What you need to do: Write the material out again exactly.

Source material:

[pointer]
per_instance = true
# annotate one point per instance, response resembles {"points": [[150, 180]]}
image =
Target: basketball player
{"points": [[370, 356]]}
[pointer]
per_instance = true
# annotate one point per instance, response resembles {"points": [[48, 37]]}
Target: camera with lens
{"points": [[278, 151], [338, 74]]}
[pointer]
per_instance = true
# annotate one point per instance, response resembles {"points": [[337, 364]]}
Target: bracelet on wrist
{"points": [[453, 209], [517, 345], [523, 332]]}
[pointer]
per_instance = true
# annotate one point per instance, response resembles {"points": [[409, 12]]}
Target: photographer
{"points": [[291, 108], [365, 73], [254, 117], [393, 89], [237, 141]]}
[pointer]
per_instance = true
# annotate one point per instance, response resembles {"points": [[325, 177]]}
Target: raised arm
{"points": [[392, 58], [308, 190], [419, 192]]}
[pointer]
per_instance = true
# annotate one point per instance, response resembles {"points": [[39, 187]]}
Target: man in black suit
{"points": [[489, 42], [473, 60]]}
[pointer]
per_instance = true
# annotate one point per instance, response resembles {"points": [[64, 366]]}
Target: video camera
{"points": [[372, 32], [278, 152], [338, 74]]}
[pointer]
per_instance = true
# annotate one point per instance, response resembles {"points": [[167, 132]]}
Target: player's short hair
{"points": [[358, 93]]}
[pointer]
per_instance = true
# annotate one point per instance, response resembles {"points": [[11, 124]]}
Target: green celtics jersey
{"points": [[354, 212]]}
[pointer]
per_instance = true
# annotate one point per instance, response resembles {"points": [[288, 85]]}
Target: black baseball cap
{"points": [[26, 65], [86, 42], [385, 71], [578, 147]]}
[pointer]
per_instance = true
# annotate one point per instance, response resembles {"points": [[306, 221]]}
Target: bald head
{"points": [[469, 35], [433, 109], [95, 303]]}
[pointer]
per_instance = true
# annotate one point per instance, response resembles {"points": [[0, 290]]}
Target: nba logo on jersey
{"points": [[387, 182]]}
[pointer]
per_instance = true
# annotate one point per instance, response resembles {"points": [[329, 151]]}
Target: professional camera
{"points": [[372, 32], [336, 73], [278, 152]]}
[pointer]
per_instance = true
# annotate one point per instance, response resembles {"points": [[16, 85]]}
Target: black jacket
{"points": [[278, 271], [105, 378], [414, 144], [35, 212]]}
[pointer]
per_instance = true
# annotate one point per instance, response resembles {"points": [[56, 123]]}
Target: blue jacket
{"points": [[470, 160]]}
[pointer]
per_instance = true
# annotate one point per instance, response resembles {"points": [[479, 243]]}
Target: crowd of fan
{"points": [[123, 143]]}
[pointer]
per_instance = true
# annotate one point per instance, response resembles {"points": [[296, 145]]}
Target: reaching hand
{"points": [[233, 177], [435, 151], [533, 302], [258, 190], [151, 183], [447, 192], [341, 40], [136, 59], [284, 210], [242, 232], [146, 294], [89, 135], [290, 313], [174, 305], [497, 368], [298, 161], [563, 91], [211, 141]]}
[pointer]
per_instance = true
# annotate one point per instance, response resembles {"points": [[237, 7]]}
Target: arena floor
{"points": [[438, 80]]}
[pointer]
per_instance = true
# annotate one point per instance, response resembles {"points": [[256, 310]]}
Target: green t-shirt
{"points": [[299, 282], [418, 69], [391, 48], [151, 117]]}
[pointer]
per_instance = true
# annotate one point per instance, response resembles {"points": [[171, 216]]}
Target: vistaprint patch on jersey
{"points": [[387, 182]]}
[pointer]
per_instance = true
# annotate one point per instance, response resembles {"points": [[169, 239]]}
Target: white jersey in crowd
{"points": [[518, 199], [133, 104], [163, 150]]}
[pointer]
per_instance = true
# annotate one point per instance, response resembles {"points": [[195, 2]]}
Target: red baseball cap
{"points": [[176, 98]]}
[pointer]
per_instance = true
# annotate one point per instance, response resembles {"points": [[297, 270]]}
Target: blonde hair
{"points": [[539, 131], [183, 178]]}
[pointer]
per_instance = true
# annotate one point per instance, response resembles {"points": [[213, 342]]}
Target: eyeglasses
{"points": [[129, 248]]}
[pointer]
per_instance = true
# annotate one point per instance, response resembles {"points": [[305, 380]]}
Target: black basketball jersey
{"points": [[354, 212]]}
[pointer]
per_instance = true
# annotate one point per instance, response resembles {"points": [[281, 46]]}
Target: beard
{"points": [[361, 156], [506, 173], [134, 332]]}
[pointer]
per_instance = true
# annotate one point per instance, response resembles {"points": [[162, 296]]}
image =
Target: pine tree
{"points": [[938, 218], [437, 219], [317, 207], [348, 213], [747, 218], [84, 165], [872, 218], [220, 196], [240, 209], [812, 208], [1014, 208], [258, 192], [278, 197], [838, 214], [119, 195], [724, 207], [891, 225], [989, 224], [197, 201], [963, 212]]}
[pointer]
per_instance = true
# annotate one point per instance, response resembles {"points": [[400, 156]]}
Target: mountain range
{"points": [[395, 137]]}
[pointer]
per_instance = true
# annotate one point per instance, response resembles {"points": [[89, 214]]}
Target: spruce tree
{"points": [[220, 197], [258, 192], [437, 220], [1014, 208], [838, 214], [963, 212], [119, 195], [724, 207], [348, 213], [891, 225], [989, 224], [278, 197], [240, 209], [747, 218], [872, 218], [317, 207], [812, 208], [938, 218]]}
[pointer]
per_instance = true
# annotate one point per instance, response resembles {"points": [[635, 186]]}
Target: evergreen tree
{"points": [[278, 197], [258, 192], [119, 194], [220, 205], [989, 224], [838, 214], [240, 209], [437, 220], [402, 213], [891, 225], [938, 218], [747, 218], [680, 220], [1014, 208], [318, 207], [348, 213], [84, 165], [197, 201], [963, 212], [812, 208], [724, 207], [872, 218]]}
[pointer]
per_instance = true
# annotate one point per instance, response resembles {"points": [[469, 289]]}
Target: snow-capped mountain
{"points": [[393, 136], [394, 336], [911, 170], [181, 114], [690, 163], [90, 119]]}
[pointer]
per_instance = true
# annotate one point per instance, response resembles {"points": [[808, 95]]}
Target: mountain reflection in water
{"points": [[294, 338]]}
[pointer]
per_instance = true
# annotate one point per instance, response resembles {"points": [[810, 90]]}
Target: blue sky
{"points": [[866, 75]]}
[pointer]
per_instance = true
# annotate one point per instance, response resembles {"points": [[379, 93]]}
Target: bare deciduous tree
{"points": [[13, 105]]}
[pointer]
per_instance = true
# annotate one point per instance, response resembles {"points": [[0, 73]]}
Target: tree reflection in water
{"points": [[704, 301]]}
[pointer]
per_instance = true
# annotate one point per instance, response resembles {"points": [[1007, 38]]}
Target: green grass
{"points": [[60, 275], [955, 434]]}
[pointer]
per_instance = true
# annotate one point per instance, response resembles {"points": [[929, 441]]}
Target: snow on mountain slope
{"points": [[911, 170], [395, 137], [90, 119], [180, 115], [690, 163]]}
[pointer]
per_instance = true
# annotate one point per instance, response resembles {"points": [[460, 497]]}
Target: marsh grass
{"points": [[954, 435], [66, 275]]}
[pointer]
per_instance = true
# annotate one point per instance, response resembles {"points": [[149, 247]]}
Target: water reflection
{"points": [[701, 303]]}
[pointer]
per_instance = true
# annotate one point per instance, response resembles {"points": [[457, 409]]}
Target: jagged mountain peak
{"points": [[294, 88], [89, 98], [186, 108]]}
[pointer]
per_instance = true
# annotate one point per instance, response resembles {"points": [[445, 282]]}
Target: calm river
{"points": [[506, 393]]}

Answer in full:
[pointer]
per_instance = true
# annotate one point per instance, response resembles {"points": [[150, 180]]}
image =
Target: basketball player
{"points": [[370, 356]]}
[pointer]
per_instance = true
# annotate one point per instance, response resembles {"points": [[48, 37]]}
Target: camera with lens
{"points": [[278, 151], [338, 74]]}
[pointer]
per_instance = true
# annotate one point per instance, response resembles {"points": [[337, 364]]}
Target: bracelet on wrist
{"points": [[453, 209], [517, 345], [523, 332]]}
[pointer]
per_instance = true
# annotate one point per instance, response resembles {"points": [[409, 12]]}
Target: photographer
{"points": [[291, 108], [365, 73], [254, 117], [393, 89], [237, 141]]}
[pointer]
per_instance = true
# annotate one point per instance, response resembles {"points": [[325, 177]]}
Target: raised arm
{"points": [[392, 58], [308, 190], [419, 192]]}
[pointer]
per_instance = true
# annotate one point per instance, response resembles {"points": [[39, 187]]}
Target: man in black suit
{"points": [[489, 42], [473, 60]]}
[pointer]
per_instance = true
# annotate one point per instance, response resembles {"points": [[64, 366]]}
Target: video camera
{"points": [[372, 32], [278, 152], [338, 74]]}
[pointer]
per_instance = true
# annotate one point per instance, response resembles {"points": [[167, 132]]}
Target: player's short hair
{"points": [[358, 93]]}
[pointer]
per_instance = true
# annotate one point per instance, response resembles {"points": [[11, 124]]}
Target: green celtics jersey
{"points": [[354, 212]]}
[pointer]
per_instance = true
# annotate one point per instance, response resembles {"points": [[288, 85]]}
Target: black baseball cap
{"points": [[26, 65], [86, 42], [385, 71], [578, 147]]}
[pointer]
per_instance = true
# annotate one point per instance, response resembles {"points": [[306, 221]]}
Target: bald head
{"points": [[469, 35], [433, 109], [95, 303]]}
[pointer]
per_instance = true
# annotate one point per instance, response resembles {"points": [[0, 290]]}
Target: nba logo on jersey
{"points": [[387, 182]]}
[pointer]
per_instance = true
# annotate one point per instance, response resembles {"points": [[329, 151]]}
Target: professional camera
{"points": [[372, 32], [336, 73], [278, 152]]}
[pointer]
per_instance = true
# annotate one point per instance, response resembles {"points": [[16, 85]]}
Target: black jacket
{"points": [[278, 271], [105, 378], [414, 144], [35, 212]]}
[pointer]
per_instance = true
# annotate one point per instance, response resembles {"points": [[56, 123]]}
Target: blue jacket
{"points": [[470, 160]]}
[pointer]
per_instance = true
# annotate one point per instance, response resembles {"points": [[479, 243]]}
Target: crowd of fan
{"points": [[123, 143]]}
[pointer]
per_instance = true
# annotate one point per instance, response resembles {"points": [[296, 145]]}
Target: reaching hand
{"points": [[233, 177], [435, 151], [533, 302], [258, 190], [151, 183], [447, 192], [341, 40], [136, 59], [284, 210], [242, 232], [146, 294], [89, 135], [290, 313], [174, 305], [497, 368], [298, 161], [563, 91], [211, 141]]}
[pointer]
per_instance = true
# annotate one point per instance, response resembles {"points": [[237, 7]]}
Target: arena floor
{"points": [[438, 80]]}
[pointer]
per_instance = true
# annotate one point per instance, response resembles {"points": [[256, 310]]}
Target: green t-shirt
{"points": [[299, 282], [418, 69], [391, 48], [151, 117]]}
[pointer]
per_instance = true
# annotate one point per instance, response resembles {"points": [[171, 216]]}
Target: vistaprint patch on jersey
{"points": [[387, 182]]}
[pointer]
per_instance = true
# annotate one point per instance, response resembles {"points": [[169, 239]]}
Target: white jersey in crowd
{"points": [[518, 199], [133, 104], [163, 150]]}
[pointer]
per_instance = true
# annotate one point per instance, response resembles {"points": [[195, 2]]}
Target: red baseball cap
{"points": [[176, 98]]}
[pointer]
per_instance = true
# annotate one point per instance, response resembles {"points": [[297, 270]]}
Target: blonde hair
{"points": [[539, 131], [183, 178]]}
[pointer]
per_instance = true
# annotate one point per instance, response resembles {"points": [[213, 342]]}
Target: eyeglasses
{"points": [[129, 248]]}
[pointer]
per_instance = true
# annotate one point per instance, response resembles {"points": [[305, 380]]}
Target: black basketball jersey
{"points": [[354, 212]]}
[pointer]
per_instance = true
# annotate one point per instance, response resembles {"points": [[281, 46]]}
Target: beard
{"points": [[361, 156], [506, 173], [134, 332]]}
[pointer]
per_instance = true
# annotate one point per instance, response resembles {"points": [[162, 296]]}
image =
Target: pine tree
{"points": [[938, 218], [437, 219], [317, 207], [348, 213], [747, 218], [84, 165], [872, 218], [220, 196], [240, 209], [812, 208], [1014, 208], [258, 192], [278, 197], [838, 214], [119, 195], [724, 207], [891, 225], [989, 224], [197, 201], [963, 212]]}
[pointer]
per_instance = true
# annotate one point per instance, response resembles {"points": [[400, 156]]}
Target: mountain range
{"points": [[395, 137]]}
[pointer]
per_instance = true
# annotate one point per instance, response resembles {"points": [[89, 214]]}
Target: spruce tree
{"points": [[220, 197], [258, 192], [437, 220], [1014, 208], [838, 214], [963, 212], [119, 195], [724, 207], [348, 213], [891, 225], [989, 224], [278, 197], [240, 209], [747, 218], [872, 218], [317, 207], [812, 208], [938, 218]]}
[pointer]
per_instance = true
# annotate one point per instance, response resembles {"points": [[635, 186]]}
Target: evergreen tree
{"points": [[278, 197], [258, 192], [119, 194], [220, 205], [989, 224], [838, 214], [240, 209], [437, 220], [402, 213], [891, 225], [938, 218], [747, 218], [680, 220], [1014, 208], [318, 207], [348, 213], [84, 165], [197, 201], [963, 212], [812, 208], [724, 207], [872, 218]]}
[pointer]
per_instance = true
# annotate one point per instance, response resembles {"points": [[469, 289]]}
Target: snow-capped mountain
{"points": [[393, 136], [394, 336], [911, 170], [181, 114], [690, 163], [90, 119]]}
[pointer]
per_instance = true
# annotate one point per instance, response resembles {"points": [[808, 95]]}
Target: mountain reflection in water
{"points": [[294, 338]]}
[pointer]
per_instance = true
# annotate one point per instance, response resembles {"points": [[810, 90]]}
Target: blue sky
{"points": [[866, 75]]}
[pointer]
per_instance = true
# annotate one point per instance, response resembles {"points": [[379, 93]]}
Target: bare deciduous tree
{"points": [[13, 105]]}
[pointer]
per_instance = true
# annotate one point per instance, response resembles {"points": [[0, 73]]}
Target: tree reflection in water
{"points": [[704, 301]]}
[pointer]
per_instance = true
# annotate one point per instance, response resembles {"points": [[1007, 38]]}
Target: green grass
{"points": [[60, 275], [955, 434]]}
[pointer]
per_instance = true
# annotate one point per instance, response resembles {"points": [[929, 441]]}
Target: snow on mountain slope
{"points": [[911, 170], [395, 137], [90, 119], [180, 115], [690, 163]]}
[pointer]
per_instance = true
# annotate one point per instance, response resembles {"points": [[460, 497]]}
Target: marsh grass
{"points": [[954, 435], [66, 275]]}
[pointer]
per_instance = true
# annotate one point per instance, response resembles {"points": [[149, 247]]}
Target: water reflection
{"points": [[701, 303]]}
[pointer]
per_instance = true
# annotate one point per instance, response resembles {"points": [[457, 409]]}
Target: jagged mountain peak
{"points": [[294, 88], [89, 98], [186, 108]]}
[pointer]
per_instance = true
# annotate one point per instance, response resembles {"points": [[445, 282]]}
Target: calm river
{"points": [[506, 393]]}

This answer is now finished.